Goal:
List every line below that contains the string "vertical", copying each one in full.

##### Records for processing

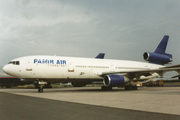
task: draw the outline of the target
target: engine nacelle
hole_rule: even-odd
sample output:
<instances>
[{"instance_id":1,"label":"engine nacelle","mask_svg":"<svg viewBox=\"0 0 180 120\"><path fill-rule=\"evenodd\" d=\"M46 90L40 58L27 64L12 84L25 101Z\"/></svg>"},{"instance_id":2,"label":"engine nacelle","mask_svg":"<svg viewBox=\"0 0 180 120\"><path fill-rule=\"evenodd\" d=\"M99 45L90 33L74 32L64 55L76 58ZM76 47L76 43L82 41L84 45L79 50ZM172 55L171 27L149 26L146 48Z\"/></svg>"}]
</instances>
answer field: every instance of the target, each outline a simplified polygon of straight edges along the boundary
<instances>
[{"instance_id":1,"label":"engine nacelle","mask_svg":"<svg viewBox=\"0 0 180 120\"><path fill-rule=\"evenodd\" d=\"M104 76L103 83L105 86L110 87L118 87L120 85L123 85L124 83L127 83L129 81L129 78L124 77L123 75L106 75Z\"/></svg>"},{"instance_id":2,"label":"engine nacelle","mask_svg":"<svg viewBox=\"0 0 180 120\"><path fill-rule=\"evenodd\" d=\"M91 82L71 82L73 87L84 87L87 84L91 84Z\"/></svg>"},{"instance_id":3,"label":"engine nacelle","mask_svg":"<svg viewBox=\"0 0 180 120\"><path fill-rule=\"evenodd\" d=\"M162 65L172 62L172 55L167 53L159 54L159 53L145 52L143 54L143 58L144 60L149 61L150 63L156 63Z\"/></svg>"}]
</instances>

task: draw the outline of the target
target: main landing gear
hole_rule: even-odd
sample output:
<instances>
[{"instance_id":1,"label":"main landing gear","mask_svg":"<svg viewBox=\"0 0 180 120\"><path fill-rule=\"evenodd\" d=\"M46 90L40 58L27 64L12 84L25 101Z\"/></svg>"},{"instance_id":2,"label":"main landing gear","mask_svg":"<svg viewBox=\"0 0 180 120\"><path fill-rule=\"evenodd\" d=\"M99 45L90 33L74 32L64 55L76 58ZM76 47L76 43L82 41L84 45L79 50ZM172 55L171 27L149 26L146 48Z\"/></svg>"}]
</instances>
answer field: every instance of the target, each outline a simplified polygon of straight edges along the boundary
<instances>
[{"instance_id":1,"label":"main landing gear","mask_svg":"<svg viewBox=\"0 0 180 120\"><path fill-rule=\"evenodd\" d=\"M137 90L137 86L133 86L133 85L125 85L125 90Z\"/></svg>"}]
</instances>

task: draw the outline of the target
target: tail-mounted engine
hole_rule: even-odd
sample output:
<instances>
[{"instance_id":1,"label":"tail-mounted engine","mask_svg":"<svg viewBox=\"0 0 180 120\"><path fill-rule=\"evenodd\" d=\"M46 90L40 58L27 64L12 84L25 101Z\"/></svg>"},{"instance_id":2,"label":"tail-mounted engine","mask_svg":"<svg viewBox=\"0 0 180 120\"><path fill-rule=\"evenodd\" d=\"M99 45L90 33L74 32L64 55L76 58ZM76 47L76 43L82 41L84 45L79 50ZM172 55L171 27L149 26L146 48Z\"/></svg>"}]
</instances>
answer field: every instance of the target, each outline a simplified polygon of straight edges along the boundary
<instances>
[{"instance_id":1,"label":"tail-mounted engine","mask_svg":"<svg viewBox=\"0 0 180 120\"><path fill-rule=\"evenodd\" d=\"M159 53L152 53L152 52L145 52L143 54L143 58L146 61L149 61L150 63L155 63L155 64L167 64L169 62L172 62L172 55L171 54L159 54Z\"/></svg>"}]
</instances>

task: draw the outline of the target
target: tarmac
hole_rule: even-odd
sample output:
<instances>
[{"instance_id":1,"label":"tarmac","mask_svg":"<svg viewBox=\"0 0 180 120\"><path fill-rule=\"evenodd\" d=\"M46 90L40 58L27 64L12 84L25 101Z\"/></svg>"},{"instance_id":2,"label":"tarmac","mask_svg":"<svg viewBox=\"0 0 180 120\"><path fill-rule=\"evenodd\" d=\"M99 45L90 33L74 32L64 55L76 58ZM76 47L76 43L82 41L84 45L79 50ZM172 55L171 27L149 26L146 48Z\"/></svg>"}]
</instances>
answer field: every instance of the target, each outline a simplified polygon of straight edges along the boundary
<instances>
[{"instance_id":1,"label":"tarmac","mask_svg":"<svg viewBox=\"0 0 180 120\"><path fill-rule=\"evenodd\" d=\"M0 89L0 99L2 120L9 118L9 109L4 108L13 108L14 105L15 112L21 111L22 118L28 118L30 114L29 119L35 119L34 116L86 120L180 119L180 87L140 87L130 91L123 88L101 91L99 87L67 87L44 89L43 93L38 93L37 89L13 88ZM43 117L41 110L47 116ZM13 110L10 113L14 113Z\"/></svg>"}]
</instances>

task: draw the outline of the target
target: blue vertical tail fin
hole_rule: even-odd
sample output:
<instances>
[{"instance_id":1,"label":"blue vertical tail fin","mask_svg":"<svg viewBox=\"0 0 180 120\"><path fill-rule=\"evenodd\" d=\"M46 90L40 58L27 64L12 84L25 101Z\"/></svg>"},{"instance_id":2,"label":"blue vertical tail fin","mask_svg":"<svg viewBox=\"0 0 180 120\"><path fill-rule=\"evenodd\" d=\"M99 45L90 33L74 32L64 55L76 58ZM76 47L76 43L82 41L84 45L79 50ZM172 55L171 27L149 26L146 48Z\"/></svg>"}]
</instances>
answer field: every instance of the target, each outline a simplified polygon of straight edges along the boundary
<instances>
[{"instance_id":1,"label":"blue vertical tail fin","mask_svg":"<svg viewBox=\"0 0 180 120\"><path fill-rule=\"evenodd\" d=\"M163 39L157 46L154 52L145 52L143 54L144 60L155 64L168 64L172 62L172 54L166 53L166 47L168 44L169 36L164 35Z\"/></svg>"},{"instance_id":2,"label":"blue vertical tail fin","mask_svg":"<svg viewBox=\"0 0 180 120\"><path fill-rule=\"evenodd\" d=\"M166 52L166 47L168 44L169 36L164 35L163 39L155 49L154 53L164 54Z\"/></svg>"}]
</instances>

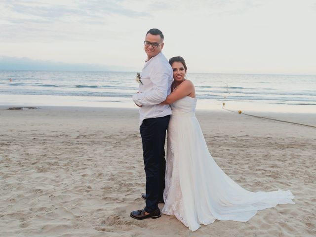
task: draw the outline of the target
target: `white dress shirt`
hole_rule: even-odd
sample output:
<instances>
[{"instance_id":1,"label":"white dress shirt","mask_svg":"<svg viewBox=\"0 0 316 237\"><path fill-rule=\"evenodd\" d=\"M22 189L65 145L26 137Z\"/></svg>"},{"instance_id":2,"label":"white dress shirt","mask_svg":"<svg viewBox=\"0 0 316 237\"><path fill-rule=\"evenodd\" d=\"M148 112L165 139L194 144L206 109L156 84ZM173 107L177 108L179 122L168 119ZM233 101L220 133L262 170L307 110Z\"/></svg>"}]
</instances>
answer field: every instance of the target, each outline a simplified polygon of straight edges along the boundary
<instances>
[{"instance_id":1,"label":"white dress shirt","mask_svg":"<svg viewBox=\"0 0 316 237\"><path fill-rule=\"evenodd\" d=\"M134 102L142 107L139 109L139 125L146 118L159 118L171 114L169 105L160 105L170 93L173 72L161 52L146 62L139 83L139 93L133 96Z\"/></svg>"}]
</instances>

##########
##### Records for processing

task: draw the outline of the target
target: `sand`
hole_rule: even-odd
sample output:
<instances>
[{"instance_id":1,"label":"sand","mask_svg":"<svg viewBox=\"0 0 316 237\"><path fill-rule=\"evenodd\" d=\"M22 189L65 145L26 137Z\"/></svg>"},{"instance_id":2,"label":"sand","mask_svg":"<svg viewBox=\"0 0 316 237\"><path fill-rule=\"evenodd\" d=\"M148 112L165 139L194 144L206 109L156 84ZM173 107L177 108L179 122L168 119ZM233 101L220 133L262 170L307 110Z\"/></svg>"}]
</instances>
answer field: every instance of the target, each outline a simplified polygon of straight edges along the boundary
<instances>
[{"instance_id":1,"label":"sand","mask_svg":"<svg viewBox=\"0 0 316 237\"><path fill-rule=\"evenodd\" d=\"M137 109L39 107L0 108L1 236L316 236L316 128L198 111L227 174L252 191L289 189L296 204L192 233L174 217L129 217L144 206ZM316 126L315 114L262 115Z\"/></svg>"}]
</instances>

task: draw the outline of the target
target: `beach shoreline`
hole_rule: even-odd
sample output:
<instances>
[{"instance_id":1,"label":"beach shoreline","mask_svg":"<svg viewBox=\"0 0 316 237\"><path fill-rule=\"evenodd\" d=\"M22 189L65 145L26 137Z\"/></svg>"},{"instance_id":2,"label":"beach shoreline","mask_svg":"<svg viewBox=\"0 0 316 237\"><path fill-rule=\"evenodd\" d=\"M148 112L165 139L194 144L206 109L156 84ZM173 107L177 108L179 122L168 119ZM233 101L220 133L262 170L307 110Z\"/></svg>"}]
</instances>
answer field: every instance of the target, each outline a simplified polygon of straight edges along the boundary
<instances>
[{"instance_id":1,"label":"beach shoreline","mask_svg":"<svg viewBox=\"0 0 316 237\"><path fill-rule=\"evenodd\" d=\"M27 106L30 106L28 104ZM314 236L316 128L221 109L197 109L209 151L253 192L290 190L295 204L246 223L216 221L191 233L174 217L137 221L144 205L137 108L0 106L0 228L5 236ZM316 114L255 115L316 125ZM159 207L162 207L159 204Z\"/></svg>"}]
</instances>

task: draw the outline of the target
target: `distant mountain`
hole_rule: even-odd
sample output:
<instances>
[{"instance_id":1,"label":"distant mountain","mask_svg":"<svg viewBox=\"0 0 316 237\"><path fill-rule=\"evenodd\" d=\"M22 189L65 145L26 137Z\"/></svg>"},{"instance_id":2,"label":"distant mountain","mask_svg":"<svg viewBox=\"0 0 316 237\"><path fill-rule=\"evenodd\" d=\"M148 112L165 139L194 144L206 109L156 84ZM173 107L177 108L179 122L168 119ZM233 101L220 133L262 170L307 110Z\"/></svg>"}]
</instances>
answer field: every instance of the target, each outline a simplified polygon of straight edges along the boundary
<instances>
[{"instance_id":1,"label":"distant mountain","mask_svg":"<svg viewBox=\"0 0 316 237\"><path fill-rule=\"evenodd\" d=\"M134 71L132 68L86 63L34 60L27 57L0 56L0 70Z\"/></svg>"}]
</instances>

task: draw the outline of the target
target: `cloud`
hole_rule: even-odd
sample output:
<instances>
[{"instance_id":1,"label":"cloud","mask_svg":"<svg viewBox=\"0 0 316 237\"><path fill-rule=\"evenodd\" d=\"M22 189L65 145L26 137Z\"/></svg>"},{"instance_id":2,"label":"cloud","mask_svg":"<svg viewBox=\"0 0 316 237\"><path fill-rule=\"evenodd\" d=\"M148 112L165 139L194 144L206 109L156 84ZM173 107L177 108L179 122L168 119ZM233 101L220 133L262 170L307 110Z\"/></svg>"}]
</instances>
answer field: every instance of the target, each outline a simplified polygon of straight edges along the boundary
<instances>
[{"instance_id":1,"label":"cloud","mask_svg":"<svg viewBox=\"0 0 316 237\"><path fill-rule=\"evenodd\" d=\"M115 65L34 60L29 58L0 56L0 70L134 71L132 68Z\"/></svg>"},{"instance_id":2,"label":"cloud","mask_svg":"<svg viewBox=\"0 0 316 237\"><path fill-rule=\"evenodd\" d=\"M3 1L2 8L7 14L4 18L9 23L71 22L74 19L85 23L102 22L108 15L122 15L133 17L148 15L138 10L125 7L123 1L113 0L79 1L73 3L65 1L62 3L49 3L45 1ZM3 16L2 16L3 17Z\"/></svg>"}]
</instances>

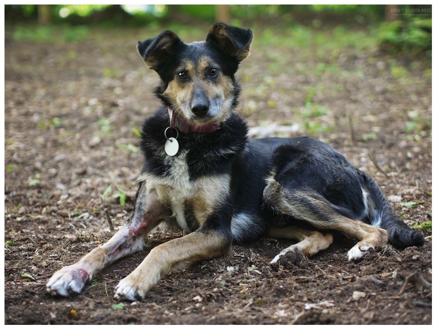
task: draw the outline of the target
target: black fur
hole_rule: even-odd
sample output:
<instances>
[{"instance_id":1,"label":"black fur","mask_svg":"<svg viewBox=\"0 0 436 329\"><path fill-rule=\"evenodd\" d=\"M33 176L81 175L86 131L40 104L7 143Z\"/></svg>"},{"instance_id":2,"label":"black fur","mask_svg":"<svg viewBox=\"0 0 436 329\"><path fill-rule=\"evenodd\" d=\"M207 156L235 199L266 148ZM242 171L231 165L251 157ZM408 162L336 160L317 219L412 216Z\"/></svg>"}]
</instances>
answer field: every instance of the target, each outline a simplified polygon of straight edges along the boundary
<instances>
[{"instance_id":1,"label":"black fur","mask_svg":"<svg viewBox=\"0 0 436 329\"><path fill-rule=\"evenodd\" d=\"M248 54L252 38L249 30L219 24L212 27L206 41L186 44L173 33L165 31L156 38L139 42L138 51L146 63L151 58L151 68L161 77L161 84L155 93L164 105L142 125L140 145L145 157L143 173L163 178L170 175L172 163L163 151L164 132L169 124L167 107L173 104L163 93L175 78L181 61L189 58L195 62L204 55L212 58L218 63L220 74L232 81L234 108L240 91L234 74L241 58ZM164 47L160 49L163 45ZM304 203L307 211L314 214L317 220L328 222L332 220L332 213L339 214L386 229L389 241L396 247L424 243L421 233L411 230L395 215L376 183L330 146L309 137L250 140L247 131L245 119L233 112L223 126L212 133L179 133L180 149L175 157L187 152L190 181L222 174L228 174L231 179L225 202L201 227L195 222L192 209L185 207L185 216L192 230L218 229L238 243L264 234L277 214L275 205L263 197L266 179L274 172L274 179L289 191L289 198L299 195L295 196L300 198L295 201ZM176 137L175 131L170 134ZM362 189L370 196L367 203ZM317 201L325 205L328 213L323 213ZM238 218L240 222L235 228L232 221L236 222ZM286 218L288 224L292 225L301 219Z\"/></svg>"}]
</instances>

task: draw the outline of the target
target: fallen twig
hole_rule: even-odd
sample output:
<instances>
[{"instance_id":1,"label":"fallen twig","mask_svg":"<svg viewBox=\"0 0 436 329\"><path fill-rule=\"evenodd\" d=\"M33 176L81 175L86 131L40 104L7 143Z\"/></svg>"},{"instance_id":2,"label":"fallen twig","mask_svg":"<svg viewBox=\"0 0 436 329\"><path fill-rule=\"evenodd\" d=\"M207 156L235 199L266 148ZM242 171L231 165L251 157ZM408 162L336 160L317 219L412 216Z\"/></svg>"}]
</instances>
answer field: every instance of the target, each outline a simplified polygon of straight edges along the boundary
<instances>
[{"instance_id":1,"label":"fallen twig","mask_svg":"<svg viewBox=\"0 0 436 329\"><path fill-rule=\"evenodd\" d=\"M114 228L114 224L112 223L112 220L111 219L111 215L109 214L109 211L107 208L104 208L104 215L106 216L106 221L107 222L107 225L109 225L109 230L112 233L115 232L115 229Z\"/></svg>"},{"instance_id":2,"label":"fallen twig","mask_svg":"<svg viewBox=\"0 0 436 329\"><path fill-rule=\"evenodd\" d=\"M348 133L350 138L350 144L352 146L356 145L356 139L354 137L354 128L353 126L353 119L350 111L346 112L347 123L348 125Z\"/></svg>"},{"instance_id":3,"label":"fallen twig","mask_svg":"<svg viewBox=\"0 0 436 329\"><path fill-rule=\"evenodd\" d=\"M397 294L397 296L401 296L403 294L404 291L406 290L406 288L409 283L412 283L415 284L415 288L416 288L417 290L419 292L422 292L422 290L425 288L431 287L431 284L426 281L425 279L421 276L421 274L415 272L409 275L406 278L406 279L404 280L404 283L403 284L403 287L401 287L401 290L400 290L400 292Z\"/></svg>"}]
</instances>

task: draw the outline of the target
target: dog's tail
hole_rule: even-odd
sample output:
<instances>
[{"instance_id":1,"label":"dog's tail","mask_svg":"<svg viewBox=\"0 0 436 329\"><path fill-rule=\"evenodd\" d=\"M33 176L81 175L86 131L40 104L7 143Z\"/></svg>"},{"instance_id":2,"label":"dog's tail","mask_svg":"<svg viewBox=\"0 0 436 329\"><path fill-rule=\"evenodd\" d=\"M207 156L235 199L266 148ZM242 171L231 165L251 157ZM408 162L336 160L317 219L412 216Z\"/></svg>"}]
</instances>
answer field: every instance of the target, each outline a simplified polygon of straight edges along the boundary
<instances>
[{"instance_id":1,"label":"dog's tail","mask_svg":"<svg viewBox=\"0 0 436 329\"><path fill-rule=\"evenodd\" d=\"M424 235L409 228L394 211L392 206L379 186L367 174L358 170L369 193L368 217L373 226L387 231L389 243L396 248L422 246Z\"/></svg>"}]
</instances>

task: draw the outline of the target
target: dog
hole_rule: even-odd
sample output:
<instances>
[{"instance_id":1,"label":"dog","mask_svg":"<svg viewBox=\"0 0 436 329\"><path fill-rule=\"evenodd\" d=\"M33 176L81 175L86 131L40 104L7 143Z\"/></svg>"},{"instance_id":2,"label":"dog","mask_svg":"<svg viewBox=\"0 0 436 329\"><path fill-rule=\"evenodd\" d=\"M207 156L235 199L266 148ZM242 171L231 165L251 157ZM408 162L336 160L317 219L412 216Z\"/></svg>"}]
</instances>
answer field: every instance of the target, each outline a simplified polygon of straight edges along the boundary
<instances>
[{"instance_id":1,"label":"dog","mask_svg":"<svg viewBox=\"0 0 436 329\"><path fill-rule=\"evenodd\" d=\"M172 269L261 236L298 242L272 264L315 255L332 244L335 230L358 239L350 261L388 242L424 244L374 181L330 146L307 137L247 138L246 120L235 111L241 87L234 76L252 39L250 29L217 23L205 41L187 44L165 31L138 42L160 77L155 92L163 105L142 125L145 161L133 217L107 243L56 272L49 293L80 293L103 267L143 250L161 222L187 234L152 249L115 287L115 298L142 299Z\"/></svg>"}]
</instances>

##########
##### Records for processing

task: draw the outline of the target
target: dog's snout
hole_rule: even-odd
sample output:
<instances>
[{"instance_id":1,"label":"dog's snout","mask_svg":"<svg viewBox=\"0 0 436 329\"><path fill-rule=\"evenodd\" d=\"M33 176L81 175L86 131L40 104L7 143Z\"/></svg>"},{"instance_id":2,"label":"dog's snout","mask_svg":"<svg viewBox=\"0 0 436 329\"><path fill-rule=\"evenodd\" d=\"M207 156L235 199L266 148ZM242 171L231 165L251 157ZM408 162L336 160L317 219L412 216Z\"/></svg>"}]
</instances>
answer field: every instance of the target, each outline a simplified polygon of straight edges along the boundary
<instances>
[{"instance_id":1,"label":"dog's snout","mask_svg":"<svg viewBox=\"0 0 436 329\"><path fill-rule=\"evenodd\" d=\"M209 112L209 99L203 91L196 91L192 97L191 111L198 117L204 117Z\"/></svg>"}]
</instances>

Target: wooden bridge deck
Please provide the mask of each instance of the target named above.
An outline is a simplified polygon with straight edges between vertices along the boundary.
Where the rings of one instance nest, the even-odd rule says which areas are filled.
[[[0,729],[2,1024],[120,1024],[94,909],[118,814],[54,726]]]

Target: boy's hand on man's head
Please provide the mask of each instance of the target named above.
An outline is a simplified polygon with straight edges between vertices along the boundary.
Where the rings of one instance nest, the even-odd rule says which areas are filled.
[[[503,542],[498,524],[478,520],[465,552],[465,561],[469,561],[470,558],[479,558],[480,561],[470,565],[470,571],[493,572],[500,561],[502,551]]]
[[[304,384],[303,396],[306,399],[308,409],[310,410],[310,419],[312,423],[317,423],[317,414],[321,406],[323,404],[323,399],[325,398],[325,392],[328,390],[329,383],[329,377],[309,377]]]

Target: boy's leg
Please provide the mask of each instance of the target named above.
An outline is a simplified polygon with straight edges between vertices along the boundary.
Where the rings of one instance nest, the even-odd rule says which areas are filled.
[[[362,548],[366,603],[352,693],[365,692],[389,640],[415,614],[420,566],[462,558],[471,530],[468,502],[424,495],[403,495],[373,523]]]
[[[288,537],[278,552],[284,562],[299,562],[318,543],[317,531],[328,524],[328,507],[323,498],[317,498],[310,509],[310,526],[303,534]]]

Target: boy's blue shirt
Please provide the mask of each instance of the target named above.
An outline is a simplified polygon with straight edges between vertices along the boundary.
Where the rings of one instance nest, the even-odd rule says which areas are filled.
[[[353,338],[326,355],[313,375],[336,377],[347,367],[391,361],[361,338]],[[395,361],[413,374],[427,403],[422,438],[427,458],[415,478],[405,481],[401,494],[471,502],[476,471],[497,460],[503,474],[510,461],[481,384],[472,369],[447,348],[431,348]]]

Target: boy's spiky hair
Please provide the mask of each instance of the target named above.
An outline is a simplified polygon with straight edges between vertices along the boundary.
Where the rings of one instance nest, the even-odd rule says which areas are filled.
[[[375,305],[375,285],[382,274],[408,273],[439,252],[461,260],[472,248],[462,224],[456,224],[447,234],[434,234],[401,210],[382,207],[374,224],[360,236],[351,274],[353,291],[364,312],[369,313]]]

##########

Response to the exercise:
target: blue vertical tail fin
[{"instance_id":1,"label":"blue vertical tail fin","mask_svg":"<svg viewBox=\"0 0 180 120\"><path fill-rule=\"evenodd\" d=\"M46 90L40 58L27 64L12 84L25 101Z\"/></svg>"},{"instance_id":2,"label":"blue vertical tail fin","mask_svg":"<svg viewBox=\"0 0 180 120\"><path fill-rule=\"evenodd\" d=\"M99 45L90 33L74 32L64 55L76 58ZM76 47L76 43L82 41L84 45L79 50ZM172 55L171 27L149 26L146 48Z\"/></svg>"}]
[{"instance_id":1,"label":"blue vertical tail fin","mask_svg":"<svg viewBox=\"0 0 180 120\"><path fill-rule=\"evenodd\" d=\"M163 39L157 46L154 52L145 52L143 54L144 60L155 64L168 64L172 62L172 54L166 53L166 47L168 44L169 36L164 35Z\"/></svg>"},{"instance_id":2,"label":"blue vertical tail fin","mask_svg":"<svg viewBox=\"0 0 180 120\"><path fill-rule=\"evenodd\" d=\"M166 52L166 47L168 44L169 36L164 35L163 39L155 49L154 53L164 54Z\"/></svg>"}]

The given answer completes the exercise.